▶ [PROBLEM] Collect every line of the listing below that contains the string "packet", matching case exactly.

'''

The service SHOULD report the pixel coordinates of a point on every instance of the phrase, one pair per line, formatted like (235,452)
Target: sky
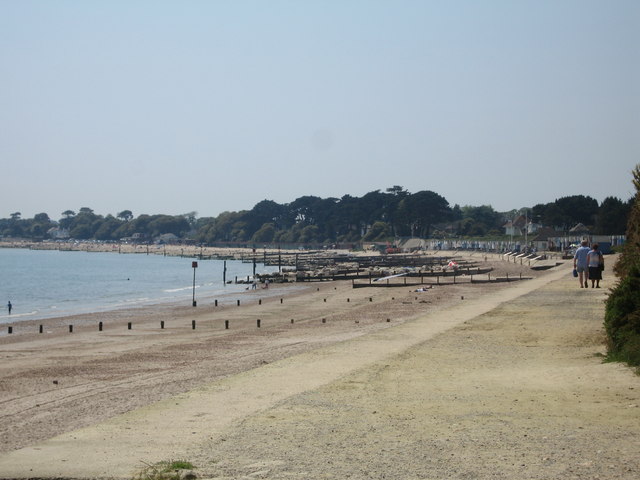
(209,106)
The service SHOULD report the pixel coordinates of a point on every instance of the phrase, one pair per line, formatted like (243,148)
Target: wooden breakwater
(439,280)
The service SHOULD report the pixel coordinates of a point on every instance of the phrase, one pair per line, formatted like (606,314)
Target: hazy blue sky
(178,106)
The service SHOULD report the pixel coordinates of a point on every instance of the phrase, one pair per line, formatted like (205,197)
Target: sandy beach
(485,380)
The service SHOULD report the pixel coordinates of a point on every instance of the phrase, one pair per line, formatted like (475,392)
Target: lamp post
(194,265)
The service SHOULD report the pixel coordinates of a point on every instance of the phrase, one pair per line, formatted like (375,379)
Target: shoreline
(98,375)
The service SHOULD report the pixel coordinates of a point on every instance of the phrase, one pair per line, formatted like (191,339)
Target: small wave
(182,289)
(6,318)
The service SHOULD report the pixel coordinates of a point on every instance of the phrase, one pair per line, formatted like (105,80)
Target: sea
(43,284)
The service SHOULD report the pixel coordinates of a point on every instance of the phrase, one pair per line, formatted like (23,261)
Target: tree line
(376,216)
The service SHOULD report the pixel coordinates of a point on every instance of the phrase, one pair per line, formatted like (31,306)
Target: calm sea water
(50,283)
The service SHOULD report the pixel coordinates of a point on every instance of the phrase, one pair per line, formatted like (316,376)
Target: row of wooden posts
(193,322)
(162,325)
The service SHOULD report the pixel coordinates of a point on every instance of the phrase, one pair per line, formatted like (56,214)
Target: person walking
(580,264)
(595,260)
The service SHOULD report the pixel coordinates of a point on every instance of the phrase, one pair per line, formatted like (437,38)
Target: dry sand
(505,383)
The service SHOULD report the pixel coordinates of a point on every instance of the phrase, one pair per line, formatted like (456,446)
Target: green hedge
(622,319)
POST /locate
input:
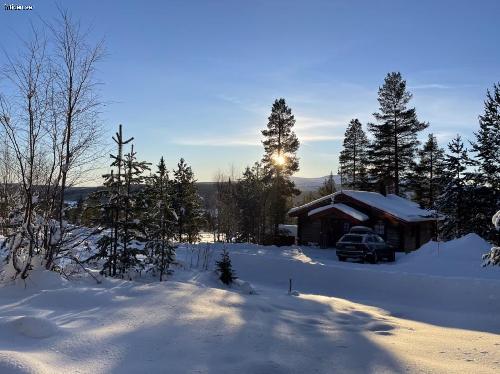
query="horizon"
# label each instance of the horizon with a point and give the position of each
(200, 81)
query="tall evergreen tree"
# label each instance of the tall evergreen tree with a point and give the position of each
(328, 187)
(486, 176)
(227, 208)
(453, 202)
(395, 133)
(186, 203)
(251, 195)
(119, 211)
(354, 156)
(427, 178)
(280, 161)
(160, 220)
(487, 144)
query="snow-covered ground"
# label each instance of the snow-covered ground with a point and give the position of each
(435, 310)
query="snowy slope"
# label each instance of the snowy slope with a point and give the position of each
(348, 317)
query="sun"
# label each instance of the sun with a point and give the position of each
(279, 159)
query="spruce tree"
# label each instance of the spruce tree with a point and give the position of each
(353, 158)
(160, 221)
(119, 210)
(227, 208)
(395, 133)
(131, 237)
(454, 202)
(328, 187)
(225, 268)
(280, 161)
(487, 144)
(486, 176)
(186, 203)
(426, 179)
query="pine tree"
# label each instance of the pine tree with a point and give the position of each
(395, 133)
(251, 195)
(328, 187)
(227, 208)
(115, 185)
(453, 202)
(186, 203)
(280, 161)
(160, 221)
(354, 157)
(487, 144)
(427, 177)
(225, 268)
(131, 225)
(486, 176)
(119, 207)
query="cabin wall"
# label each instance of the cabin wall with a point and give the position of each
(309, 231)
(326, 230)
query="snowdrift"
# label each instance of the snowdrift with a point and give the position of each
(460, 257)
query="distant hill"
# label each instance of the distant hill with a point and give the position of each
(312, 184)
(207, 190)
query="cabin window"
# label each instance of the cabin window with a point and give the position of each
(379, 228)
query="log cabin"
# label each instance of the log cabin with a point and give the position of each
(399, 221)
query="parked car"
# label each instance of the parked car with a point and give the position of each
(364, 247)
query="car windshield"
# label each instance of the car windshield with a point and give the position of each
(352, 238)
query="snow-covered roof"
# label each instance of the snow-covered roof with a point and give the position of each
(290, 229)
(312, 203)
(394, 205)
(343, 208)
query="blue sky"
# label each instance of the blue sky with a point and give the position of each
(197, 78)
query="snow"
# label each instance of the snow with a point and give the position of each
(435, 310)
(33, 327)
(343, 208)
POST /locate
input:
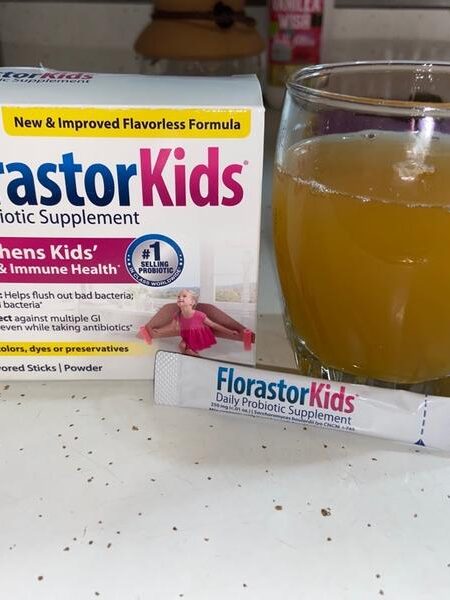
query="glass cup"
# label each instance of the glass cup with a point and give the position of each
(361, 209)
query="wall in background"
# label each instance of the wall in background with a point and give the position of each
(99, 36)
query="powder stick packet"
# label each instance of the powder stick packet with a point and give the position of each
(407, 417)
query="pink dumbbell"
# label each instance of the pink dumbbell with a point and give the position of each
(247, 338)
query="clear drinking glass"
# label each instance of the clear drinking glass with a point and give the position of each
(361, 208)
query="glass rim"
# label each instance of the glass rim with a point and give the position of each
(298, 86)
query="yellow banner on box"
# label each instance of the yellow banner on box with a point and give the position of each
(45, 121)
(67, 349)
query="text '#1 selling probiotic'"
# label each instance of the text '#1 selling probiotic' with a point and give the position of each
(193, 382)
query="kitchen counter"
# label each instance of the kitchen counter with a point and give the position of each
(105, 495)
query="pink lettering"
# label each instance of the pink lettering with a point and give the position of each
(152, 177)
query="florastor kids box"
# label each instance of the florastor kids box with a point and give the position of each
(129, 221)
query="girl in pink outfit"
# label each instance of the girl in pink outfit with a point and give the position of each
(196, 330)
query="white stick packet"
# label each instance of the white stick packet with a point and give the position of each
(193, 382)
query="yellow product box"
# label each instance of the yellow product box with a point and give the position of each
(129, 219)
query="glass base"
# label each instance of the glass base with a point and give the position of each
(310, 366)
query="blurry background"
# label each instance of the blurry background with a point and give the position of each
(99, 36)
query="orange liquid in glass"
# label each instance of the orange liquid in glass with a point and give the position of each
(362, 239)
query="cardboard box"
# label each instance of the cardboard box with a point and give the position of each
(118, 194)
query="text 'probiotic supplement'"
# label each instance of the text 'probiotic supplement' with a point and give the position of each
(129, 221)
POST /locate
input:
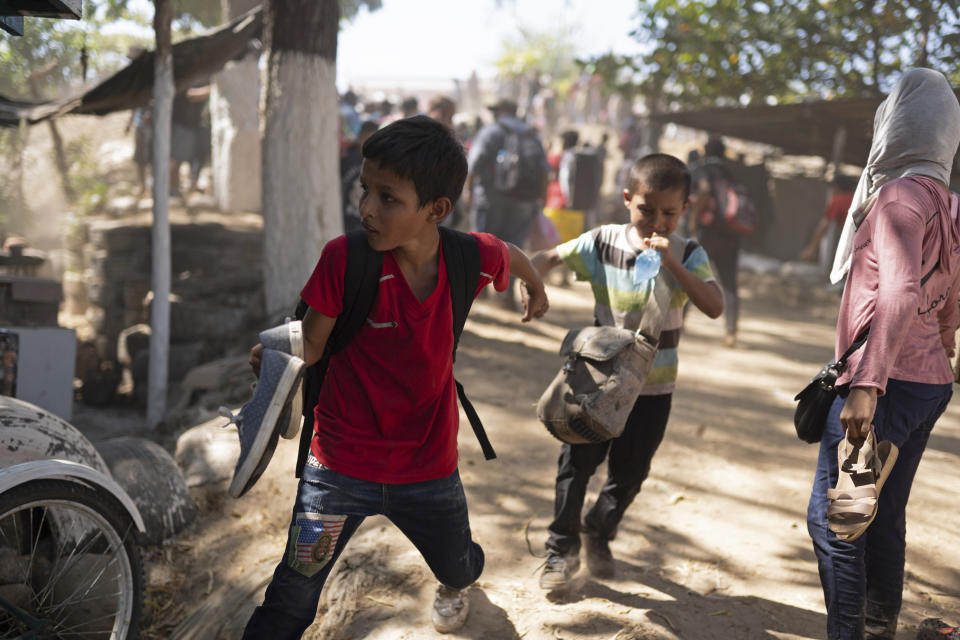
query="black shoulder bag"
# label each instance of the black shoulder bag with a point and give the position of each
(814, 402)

'''

▶ [REPLY TO THE TASK]
query="powder stick packet"
# label each instance of the powder stick packet with a point and give the position of each
query="white stick packet"
# label each instance of the white stick packet with a point and give the position of each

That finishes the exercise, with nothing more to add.